Stanford, California - A child's brain in early elementary school goes through a dramatic transformation, first developing the ability to identify letters or numbers, then learning how to interpret those symbols in written words or math. That transformation comes about due to new connections being made and strengthened in the brain.
"This reorganization is driven by activity that is happening in the classroom," said Bruce McCandliss, a professor of education. He recently joined Stanford to be the anchor in the Graduate School of Education for an interdisciplinary team of scientists who are all involved in the growing field of educational neuroscience.
"We want to understand how educational experiences are driving changes in the brain, and to personalize that experience for different learners," he said.
McCandliss was drawn to Stanford in part by the Stanford Neurosciences Institute, which seeks to bridge neuroscience and societal issues like education, and by the university's strength in the kinds of imaging techniques used to ask questions about how the brain changes in response to education.
"Stanford is looked to as a place of innovation in graduate education," McCandliss said. "We also have state-of-the-art neuroimaging facilities and a renowned school of education. What better place to train the next generation of leaders in educational neuroscience?"
Old idea, new tools
The idea of trying to incorporate neuroscience into teaching methods isn't new, according to James McClelland, professor of psychology, who has spent decades studying how people learn to read and to understand concepts. What's new is the imaging technologies that are making this idea a reality.

Aim of the exercise - Write out, word for word, the passage of the educational neuroscience article that begins with the words containing "Stanford, California - A" and ends with "of educational neuroscience.".

Stored data entries

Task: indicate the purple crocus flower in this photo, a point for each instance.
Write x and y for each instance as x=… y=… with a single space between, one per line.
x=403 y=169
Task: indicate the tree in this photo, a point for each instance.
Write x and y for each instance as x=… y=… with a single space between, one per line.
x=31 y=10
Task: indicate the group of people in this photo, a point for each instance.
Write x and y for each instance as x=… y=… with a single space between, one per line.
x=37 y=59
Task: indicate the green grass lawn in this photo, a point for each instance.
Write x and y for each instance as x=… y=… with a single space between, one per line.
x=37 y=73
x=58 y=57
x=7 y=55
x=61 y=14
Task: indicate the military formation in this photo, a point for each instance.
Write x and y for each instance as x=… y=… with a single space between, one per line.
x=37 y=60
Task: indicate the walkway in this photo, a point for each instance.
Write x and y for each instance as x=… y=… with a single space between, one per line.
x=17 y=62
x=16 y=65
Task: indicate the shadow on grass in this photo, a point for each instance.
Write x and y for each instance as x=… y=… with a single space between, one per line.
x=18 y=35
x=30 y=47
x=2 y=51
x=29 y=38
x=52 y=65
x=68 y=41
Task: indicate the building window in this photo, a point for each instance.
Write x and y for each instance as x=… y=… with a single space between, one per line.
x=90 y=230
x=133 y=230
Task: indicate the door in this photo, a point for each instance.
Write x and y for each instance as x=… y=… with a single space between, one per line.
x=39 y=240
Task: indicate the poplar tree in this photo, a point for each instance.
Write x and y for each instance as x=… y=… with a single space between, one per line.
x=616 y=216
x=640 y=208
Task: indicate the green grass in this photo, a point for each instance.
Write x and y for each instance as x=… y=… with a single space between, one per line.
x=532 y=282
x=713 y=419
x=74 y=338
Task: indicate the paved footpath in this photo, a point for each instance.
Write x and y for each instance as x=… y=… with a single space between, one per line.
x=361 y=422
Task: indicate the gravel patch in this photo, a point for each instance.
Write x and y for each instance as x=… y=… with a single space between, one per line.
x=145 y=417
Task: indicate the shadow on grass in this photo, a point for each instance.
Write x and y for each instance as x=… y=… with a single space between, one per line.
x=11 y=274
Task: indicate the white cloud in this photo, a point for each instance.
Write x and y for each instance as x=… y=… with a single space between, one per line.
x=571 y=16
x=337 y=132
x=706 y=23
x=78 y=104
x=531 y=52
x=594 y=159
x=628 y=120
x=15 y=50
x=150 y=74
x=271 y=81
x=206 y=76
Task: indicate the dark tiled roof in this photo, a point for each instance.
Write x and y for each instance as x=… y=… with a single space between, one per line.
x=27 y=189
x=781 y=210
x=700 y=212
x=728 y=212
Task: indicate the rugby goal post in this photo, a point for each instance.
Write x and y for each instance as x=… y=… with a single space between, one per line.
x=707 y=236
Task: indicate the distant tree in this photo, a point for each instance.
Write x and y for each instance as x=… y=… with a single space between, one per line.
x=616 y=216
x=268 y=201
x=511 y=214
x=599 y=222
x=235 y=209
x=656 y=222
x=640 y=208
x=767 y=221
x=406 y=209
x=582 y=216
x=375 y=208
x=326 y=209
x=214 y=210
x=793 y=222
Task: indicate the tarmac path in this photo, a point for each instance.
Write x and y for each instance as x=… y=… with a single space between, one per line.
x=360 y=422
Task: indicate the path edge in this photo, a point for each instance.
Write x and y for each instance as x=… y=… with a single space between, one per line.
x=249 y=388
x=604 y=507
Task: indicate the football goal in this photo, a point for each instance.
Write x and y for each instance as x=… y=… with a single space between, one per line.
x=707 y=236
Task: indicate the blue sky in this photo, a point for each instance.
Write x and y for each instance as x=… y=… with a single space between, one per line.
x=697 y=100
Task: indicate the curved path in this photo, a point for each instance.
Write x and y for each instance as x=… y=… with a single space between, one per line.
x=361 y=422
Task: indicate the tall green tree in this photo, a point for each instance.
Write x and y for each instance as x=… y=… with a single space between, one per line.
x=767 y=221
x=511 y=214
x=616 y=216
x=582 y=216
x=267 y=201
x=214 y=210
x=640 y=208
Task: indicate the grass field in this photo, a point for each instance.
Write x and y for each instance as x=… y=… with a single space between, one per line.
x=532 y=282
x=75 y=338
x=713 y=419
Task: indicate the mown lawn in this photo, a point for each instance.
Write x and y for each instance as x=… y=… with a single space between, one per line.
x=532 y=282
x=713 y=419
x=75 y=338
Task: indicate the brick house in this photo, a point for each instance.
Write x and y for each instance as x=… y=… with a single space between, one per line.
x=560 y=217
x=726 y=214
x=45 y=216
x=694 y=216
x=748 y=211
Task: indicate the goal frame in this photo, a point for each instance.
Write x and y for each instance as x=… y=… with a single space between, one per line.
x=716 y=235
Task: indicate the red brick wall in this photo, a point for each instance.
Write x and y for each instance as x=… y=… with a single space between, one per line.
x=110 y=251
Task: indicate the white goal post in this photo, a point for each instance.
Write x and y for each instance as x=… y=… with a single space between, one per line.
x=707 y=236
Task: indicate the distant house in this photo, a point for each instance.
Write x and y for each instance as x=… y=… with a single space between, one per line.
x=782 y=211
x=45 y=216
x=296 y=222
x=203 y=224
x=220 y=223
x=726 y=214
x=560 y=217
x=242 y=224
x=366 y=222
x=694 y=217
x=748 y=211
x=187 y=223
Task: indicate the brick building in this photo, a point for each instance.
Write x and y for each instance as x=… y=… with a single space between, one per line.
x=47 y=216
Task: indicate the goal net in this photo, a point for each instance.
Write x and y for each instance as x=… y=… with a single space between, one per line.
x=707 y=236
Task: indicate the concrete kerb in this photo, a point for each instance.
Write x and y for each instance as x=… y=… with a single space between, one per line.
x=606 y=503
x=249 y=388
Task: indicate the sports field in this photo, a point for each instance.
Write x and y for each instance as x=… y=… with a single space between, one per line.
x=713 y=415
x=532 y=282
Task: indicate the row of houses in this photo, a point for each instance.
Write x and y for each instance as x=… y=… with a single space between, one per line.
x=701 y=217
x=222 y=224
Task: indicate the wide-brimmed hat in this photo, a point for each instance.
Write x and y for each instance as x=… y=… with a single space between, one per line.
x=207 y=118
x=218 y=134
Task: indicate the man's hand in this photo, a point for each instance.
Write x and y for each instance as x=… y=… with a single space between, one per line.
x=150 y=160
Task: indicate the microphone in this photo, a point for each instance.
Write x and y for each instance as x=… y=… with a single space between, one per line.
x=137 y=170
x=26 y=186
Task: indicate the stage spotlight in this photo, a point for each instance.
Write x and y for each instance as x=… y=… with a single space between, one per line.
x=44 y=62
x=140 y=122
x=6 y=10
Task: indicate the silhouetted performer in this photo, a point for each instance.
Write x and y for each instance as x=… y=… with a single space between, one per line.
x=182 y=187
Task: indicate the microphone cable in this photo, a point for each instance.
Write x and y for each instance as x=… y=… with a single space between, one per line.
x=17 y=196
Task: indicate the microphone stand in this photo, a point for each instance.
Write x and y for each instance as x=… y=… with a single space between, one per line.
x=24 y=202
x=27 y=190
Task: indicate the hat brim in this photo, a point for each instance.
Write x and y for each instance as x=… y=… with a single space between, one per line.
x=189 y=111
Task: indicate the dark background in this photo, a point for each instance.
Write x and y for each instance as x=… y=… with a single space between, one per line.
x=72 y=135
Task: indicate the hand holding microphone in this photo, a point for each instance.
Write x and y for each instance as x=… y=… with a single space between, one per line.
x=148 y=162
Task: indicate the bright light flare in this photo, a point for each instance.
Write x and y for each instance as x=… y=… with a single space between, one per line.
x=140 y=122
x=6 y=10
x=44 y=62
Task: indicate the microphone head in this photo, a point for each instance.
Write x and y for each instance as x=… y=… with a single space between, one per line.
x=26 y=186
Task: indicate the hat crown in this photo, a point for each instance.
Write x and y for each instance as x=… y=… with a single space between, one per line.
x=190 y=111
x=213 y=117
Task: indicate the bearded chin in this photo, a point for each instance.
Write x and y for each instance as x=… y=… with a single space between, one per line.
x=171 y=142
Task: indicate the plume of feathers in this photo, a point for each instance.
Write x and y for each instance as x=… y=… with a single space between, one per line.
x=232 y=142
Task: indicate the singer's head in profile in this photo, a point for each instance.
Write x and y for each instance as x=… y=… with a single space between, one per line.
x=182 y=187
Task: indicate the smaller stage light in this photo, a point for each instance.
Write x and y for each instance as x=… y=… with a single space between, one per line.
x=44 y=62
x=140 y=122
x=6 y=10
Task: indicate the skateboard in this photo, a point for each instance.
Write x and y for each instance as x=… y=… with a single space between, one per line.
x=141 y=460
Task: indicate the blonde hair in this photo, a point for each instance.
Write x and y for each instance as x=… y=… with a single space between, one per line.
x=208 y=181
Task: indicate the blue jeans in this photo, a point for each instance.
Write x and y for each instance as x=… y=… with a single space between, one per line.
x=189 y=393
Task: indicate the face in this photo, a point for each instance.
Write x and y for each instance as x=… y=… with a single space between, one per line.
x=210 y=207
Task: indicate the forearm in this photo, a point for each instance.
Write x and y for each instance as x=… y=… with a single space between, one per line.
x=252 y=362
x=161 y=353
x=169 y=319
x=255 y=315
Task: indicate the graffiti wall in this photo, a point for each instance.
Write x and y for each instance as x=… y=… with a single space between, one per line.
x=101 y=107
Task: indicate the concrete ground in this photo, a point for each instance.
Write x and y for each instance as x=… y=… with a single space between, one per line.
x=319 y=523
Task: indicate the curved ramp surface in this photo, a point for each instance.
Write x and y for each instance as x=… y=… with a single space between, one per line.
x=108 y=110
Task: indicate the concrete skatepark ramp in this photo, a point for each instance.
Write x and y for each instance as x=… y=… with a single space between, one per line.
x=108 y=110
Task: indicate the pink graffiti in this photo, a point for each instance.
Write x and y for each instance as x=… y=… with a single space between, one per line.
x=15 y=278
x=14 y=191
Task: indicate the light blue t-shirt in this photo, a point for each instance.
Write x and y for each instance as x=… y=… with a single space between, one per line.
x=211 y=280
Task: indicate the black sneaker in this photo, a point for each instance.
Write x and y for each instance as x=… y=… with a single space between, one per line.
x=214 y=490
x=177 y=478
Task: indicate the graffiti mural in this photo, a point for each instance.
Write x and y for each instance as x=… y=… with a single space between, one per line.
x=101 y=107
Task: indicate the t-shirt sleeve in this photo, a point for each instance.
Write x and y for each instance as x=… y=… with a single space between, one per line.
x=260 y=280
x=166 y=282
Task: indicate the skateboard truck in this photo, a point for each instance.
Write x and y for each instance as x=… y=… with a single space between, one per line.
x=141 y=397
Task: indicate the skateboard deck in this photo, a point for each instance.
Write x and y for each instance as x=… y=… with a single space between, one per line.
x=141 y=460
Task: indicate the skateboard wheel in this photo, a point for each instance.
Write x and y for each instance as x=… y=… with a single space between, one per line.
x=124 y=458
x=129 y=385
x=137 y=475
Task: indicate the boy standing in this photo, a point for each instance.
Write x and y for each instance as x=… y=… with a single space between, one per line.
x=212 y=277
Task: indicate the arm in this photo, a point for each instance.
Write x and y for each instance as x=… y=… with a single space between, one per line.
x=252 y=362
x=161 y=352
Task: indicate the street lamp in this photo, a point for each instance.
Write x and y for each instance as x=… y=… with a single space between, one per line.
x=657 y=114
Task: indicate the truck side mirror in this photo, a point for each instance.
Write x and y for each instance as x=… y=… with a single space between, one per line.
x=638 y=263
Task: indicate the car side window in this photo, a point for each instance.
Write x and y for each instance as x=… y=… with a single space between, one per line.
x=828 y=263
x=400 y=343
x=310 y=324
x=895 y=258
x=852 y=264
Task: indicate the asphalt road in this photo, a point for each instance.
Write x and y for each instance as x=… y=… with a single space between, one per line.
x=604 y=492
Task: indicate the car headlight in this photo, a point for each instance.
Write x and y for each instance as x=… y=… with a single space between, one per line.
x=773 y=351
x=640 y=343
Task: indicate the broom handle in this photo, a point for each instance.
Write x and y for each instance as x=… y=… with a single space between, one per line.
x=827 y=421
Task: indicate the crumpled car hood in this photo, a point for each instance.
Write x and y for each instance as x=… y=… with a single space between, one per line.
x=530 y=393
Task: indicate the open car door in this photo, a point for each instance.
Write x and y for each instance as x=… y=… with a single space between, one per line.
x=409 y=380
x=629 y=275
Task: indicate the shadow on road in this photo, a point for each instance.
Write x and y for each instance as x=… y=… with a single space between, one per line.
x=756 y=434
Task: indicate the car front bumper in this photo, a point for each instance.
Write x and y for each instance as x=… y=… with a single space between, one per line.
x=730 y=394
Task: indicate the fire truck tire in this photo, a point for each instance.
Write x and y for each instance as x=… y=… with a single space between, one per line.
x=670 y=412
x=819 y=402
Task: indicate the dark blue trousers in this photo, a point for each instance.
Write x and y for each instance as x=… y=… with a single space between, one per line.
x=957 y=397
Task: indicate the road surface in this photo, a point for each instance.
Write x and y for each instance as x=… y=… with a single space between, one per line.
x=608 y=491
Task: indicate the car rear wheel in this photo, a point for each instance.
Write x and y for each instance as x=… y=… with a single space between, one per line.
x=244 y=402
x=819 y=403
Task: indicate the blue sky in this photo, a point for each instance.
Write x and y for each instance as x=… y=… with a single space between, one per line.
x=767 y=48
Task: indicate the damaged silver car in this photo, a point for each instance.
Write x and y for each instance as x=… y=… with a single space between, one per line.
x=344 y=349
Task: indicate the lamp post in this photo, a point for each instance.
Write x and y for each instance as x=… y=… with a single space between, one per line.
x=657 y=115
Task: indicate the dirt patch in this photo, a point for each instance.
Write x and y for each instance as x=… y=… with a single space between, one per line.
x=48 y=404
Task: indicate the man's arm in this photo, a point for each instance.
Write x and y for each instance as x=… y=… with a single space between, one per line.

Solution to this problem -
Stanford, California - A child's brain in early elementary school goes through a dramatic transformation, first developing the ability to identify letters or numbers, then learning how to interpret those symbols in written words or math. That transformation comes about due to new connections being made and strengthened in the brain.
"This reorganization is driven by activity that is happening in the classroom," said Bruce McCandliss, a professor of education. He recently joined Stanford to be the anchor in the Graduate School of Education for an interdisciplinary team of scientists who are all involved in the growing field of educational neuroscience.